**Stated problem:**
Write out, word for word, only the lines from the one containing "of the stainless" through the final line of the data.

**Rows:**
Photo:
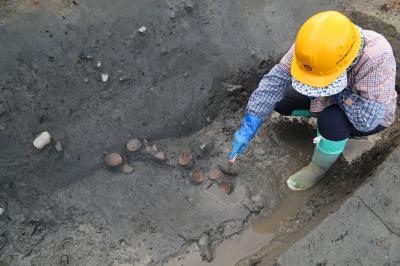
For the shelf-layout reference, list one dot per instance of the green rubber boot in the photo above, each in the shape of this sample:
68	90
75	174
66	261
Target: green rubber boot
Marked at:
325	155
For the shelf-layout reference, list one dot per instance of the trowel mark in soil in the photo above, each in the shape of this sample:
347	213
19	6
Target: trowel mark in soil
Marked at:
260	233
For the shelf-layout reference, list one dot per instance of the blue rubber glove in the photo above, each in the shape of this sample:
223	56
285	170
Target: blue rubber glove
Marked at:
244	135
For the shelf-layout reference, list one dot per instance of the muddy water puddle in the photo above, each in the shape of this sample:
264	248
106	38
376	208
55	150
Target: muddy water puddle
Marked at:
259	234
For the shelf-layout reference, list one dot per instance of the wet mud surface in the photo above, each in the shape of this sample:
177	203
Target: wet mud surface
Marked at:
182	85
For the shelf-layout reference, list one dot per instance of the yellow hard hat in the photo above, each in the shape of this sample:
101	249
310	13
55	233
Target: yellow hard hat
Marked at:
326	45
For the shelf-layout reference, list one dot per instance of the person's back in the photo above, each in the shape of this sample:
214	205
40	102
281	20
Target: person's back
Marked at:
336	71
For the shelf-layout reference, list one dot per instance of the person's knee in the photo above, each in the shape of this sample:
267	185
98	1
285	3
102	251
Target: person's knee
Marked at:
333	124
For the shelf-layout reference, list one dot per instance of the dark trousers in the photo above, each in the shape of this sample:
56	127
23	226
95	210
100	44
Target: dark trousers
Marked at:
333	123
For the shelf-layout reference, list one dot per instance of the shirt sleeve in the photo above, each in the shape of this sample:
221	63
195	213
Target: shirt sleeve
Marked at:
271	88
367	107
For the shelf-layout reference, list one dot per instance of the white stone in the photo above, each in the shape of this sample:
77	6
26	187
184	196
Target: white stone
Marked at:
142	29
59	146
104	77
42	140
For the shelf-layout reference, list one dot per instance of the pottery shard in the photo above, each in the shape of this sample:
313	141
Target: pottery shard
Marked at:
42	140
215	173
185	158
160	156
198	176
154	148
127	169
113	159
227	187
133	145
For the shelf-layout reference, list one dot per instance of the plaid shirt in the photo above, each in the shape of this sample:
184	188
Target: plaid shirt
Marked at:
369	99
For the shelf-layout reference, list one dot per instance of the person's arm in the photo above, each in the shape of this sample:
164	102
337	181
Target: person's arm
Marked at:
374	83
271	88
262	103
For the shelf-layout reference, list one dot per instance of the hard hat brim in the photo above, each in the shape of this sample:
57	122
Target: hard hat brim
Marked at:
322	81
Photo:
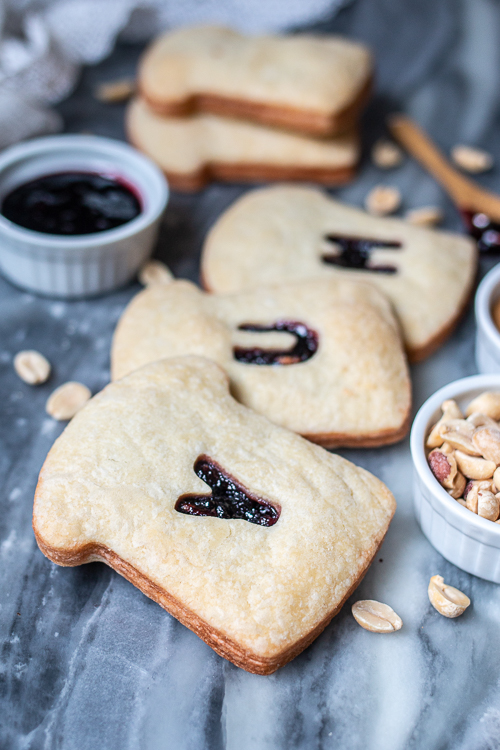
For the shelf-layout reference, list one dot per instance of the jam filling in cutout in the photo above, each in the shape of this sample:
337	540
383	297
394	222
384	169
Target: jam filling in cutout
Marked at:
306	344
229	499
354	252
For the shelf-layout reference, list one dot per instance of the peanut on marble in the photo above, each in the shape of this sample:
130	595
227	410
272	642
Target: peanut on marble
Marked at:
464	453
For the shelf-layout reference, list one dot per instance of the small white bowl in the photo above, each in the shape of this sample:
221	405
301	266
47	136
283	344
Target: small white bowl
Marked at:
468	541
79	265
487	334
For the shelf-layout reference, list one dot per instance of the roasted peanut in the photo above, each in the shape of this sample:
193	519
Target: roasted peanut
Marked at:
375	616
478	420
458	433
486	440
32	367
459	484
473	467
67	400
444	467
487	505
386	154
450	411
447	600
383	200
487	403
471	159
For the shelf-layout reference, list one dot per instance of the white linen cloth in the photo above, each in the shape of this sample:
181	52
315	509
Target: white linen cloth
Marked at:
44	42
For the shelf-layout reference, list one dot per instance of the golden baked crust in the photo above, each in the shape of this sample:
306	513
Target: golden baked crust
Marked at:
355	389
316	85
257	595
277	234
194	150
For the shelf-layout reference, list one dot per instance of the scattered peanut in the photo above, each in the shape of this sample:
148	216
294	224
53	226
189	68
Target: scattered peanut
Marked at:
113	92
427	216
67	400
375	616
383	200
155	272
471	159
386	154
447	600
32	367
465	455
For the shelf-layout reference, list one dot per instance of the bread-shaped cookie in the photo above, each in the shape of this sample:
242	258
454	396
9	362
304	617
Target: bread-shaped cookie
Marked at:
312	84
322	359
192	151
285	233
249	535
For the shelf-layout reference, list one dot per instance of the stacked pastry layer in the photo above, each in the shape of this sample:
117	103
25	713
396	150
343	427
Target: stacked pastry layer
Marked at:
217	105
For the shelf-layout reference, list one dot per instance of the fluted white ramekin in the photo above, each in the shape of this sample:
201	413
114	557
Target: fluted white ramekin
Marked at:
79	265
487	334
468	541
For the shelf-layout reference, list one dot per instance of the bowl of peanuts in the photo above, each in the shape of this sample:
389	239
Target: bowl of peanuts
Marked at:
455	446
487	309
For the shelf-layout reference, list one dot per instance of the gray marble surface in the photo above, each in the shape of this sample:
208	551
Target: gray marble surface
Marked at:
87	660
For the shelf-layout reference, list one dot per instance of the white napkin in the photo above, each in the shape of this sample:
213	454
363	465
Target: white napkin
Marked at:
44	42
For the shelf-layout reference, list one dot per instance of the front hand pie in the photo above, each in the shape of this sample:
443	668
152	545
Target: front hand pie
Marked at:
285	233
194	150
313	84
249	535
323	359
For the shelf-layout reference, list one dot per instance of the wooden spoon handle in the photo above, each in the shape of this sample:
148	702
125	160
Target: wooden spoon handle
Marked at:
421	147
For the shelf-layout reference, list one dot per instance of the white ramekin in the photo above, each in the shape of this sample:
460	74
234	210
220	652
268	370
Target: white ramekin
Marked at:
487	334
79	265
468	541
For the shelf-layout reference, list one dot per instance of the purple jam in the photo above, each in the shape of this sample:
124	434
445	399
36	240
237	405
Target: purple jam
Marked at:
485	231
229	499
354	252
71	203
306	344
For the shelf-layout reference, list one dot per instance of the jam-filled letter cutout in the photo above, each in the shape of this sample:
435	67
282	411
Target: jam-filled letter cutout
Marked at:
306	344
354	252
229	499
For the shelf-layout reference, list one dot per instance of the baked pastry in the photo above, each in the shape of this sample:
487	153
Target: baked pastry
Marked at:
323	359
257	568
316	85
194	150
288	233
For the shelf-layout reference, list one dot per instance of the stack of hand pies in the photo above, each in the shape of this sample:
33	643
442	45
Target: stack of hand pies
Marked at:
214	104
194	473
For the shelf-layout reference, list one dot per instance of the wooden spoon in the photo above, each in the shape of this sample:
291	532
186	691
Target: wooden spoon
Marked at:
469	197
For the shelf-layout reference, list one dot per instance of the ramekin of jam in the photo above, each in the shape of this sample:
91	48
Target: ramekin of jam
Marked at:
487	333
79	214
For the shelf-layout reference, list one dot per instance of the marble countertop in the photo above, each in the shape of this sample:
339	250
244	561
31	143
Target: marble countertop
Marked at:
87	660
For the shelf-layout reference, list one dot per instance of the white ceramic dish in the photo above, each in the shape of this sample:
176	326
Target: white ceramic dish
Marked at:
487	334
79	265
468	541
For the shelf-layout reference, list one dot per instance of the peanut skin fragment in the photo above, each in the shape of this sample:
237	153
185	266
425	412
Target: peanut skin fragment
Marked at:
375	616
447	600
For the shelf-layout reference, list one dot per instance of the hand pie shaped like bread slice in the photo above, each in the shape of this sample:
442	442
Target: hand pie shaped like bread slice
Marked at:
322	359
249	535
316	85
287	233
194	150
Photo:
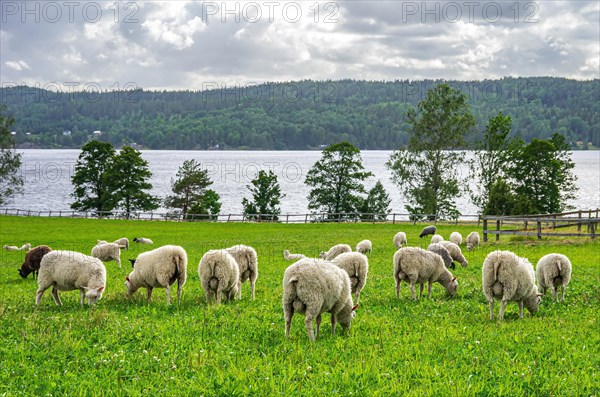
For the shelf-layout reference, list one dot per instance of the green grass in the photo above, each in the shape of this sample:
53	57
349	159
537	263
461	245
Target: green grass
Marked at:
396	347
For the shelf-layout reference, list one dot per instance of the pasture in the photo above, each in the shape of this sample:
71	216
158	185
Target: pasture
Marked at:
437	347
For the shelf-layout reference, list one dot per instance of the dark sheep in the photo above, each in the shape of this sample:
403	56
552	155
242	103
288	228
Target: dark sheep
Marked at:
32	260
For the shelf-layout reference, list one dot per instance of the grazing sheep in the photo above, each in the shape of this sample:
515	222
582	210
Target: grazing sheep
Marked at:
292	257
32	260
436	238
159	268
313	287
507	277
142	240
551	271
219	275
357	267
364	246
399	239
443	252
107	252
335	251
455	253
416	265
68	271
456	238
247	261
427	230
472	240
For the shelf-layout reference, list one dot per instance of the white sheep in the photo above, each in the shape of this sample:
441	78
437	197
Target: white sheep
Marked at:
472	240
416	265
399	239
436	238
219	275
357	267
107	252
455	253
313	287
159	268
335	251
247	261
508	277
143	240
68	271
292	257
364	246
456	238
551	271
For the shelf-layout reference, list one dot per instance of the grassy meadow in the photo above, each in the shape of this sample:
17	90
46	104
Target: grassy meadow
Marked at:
396	347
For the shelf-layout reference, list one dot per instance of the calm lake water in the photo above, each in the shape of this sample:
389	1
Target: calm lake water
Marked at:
47	175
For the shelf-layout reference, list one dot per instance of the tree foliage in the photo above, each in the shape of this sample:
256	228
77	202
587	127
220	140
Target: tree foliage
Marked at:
266	197
337	180
11	181
426	172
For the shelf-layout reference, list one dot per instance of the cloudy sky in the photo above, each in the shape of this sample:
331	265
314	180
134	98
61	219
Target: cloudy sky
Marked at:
195	45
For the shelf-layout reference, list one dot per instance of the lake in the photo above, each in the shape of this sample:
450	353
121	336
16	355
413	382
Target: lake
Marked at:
47	175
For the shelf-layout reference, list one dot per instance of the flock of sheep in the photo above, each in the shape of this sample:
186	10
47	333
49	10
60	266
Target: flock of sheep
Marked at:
311	286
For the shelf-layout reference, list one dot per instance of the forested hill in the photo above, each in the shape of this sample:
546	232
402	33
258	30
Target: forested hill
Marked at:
294	115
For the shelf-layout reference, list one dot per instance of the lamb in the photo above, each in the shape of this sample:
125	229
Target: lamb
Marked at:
357	267
455	253
143	240
427	230
507	277
67	271
551	271
219	275
335	251
399	239
416	265
32	260
443	252
313	287
247	261
107	252
456	238
436	238
364	246
159	268
292	257
472	240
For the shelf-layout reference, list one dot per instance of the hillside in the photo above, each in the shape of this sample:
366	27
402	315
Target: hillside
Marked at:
294	115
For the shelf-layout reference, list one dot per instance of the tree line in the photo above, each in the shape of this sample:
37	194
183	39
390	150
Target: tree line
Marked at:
295	115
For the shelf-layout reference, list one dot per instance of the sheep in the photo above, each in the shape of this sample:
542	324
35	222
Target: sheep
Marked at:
436	238
443	252
247	261
508	277
357	267
335	251
364	246
551	271
67	271
219	275
455	253
107	252
159	268
472	240
313	287
399	239
456	238
416	265
143	240
32	260
292	257
427	230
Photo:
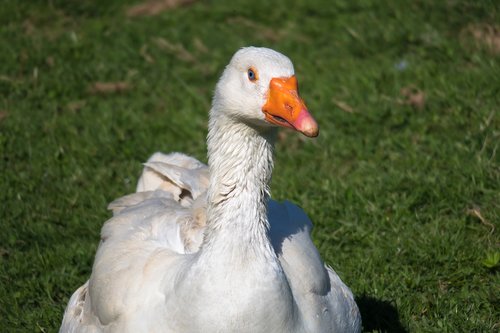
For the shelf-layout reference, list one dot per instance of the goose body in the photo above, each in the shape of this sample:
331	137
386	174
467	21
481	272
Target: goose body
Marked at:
203	248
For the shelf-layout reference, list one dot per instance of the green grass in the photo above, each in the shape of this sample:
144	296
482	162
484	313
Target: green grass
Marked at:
405	198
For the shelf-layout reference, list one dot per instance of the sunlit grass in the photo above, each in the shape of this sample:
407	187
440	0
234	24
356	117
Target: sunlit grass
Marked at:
404	190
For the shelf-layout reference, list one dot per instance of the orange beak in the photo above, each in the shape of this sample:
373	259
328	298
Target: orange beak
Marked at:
284	107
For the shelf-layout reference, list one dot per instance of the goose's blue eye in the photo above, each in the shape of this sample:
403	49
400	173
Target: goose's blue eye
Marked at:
252	76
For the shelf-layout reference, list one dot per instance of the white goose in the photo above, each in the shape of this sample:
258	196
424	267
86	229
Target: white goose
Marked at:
206	250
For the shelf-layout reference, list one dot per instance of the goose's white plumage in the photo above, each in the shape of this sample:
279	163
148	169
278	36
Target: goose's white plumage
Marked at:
204	249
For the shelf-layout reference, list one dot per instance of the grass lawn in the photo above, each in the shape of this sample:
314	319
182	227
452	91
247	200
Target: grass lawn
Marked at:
403	183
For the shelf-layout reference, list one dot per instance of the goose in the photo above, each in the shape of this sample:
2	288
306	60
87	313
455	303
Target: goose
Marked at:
202	248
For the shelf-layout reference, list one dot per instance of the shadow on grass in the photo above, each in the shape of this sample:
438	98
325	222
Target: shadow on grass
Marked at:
380	316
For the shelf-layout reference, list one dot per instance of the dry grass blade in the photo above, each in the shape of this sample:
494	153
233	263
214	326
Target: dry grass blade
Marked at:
155	7
476	212
109	87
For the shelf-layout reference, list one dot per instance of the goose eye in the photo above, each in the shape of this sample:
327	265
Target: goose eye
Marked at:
252	75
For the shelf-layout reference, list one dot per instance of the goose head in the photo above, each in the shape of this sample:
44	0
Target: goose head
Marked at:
259	88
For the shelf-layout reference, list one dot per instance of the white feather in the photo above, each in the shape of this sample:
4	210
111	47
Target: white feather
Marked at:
204	249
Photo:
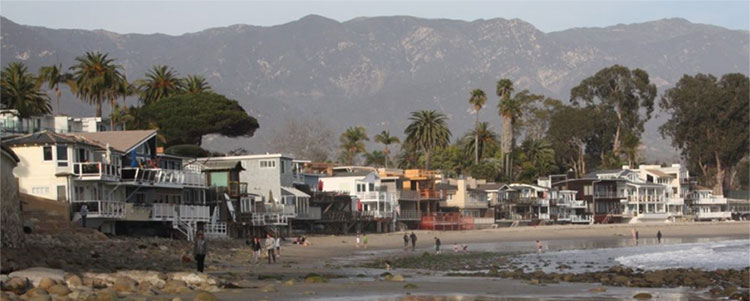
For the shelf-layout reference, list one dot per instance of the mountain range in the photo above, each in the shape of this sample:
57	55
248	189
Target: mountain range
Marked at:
374	71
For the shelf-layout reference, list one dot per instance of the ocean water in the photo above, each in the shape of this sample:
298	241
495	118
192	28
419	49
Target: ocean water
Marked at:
707	255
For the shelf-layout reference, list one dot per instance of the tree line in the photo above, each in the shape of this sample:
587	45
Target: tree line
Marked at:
183	109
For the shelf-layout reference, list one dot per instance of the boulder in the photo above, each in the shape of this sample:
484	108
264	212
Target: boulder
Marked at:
176	287
156	279
59	290
193	279
73	281
36	274
205	296
125	284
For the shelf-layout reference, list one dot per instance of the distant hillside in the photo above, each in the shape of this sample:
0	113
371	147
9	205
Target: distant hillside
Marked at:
374	71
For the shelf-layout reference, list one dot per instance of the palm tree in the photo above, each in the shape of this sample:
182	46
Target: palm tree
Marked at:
162	81
386	139
485	140
54	76
375	158
196	84
19	91
96	77
477	100
352	143
508	108
428	131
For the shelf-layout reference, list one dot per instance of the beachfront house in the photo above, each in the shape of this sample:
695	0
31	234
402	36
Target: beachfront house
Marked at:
704	206
118	177
363	184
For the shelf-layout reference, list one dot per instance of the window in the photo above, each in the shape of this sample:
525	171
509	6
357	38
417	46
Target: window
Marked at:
47	153
267	164
62	155
61	193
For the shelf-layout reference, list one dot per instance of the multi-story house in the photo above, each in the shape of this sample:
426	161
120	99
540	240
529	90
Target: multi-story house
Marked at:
271	180
363	184
705	206
523	202
117	176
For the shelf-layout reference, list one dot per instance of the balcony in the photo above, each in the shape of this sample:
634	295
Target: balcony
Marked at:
413	215
709	201
163	177
608	195
313	213
96	171
101	209
713	215
172	212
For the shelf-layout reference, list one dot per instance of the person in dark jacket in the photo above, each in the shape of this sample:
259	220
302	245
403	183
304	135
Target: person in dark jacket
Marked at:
200	249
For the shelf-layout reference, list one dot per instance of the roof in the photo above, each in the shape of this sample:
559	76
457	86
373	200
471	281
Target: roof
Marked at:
490	186
123	141
295	192
222	165
444	186
660	173
49	137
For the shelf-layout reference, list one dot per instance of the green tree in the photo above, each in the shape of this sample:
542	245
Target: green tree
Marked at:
96	77
352	143
19	91
477	100
185	118
196	84
709	123
161	81
623	91
54	76
485	141
375	158
386	139
427	131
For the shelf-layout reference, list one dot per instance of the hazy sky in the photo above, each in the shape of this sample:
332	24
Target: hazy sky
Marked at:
178	17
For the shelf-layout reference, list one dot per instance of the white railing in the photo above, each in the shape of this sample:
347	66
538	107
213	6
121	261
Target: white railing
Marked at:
218	229
103	209
709	201
580	219
313	213
410	215
713	215
484	220
160	176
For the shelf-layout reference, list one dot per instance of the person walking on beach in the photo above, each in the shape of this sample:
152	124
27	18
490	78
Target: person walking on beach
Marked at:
413	241
256	249
270	246
406	241
200	249
84	212
277	245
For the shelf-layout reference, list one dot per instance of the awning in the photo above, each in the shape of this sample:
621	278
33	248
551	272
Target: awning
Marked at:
295	192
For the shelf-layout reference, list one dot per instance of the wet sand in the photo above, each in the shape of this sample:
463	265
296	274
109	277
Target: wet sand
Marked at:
338	257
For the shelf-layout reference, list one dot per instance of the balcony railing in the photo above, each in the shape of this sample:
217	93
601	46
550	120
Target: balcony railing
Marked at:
713	215
101	209
96	171
410	215
158	176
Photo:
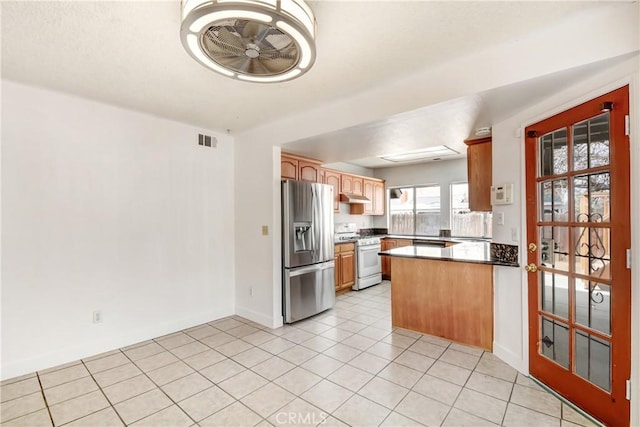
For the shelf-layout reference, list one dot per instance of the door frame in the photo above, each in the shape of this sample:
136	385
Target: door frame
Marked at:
556	104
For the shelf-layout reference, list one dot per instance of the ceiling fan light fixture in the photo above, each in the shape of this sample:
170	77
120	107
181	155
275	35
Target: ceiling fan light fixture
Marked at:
260	41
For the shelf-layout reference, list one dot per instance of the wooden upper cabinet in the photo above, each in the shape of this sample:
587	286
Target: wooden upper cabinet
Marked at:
346	184
356	186
374	191
378	198
308	171
288	167
369	194
332	178
300	168
479	176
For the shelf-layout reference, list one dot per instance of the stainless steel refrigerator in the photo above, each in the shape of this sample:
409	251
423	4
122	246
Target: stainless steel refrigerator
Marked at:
308	273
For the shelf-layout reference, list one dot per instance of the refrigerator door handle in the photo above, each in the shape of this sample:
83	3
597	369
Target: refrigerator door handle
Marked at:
308	269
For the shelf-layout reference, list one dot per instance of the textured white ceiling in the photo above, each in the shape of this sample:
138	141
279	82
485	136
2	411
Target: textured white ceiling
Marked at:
128	53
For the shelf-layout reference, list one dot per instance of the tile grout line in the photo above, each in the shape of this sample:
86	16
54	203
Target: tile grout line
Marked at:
103	394
46	404
158	387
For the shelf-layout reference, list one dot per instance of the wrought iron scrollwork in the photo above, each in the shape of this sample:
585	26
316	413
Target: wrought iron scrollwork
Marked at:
595	295
591	245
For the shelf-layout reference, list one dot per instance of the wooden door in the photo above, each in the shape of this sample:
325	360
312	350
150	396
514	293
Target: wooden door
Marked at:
308	171
479	173
578	231
356	186
369	193
346	184
333	179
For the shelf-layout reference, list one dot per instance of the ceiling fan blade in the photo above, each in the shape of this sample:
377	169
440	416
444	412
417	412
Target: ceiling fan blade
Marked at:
231	40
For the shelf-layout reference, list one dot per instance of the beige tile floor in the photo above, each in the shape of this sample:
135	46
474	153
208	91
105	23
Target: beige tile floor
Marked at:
347	366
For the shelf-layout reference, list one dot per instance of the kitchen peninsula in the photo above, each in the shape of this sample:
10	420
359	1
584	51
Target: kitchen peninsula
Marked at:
447	291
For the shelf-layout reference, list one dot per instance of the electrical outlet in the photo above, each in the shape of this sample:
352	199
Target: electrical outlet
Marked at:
97	316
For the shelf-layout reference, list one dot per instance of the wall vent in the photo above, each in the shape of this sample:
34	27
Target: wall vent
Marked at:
207	140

**Result:**
For the shelf-layout reference, list one dot per instance of the stainless steel refrigerator in the photo above, each in the shape of this sample:
409	251
423	4
122	246
Target: stainless steel refrigerator
Marked at:
308	273
For the shelf-layout reference, list one dot per instance of the refrigerator door handle in the photo above, each in the shape of this sample:
83	3
597	369
Target: refrigerator door handle
Marked at:
308	269
For the shelf-layout reference, list one dot per instance of the textured white ceiling in the photo above, each in the shape of this sample:
138	141
279	82
485	136
2	411
Target: textured white ceiling
Marked at:
128	53
For the shelf-layout reference, list one dot per instance of the tile grout line in the photo above, each in the shape of this sample:
86	16
54	203
Target: tile grout line
Marked at:
103	394
46	404
158	387
For the shelf-layout reference, list one dot per instance of the wrought iron scrollwork in the photo above, each in the shape of this sample:
585	26
316	413
Target: wrought iron scrollwork
Marked at:
595	295
591	245
For the shelf-layout reference, list one dot per instance of the wooden door in the photo above, each in the shape of this sample:
325	360
312	350
150	396
514	293
Target: wooden door
Marked at:
308	171
479	173
578	231
356	186
369	193
346	184
333	179
For the shelf-layout reference, list one dot per instance of the ceiling fan blade in the photo above, each in the shape of this sample:
377	169
440	416
444	412
417	412
Target: ceiling fan blade
Marked at:
231	40
For the shelf-layout reference, list one dot per instance of the beige tile floor in the photo above, each in the shape of this sample:
135	46
474	153
208	91
105	23
Target: beige tile floor
Marked at:
347	366
For the shelf-layout reference, list one dot per instance of the kitchen peninsula in the photo above, each in the shape of this sample:
10	420
359	1
584	51
Target: kitchen peninsula
Marked at:
447	291
For the shelf-layout reference, list one dot per instance of the electrical outlet in the photo above, each in the shape of this sample:
352	199
Target: electrical outlet
Marked at:
97	316
For the shelf-layout reference, list one dot per instance of the wall vent in the photo above, each in the shape of this sample:
34	27
Target: wall vent
Marked at:
207	140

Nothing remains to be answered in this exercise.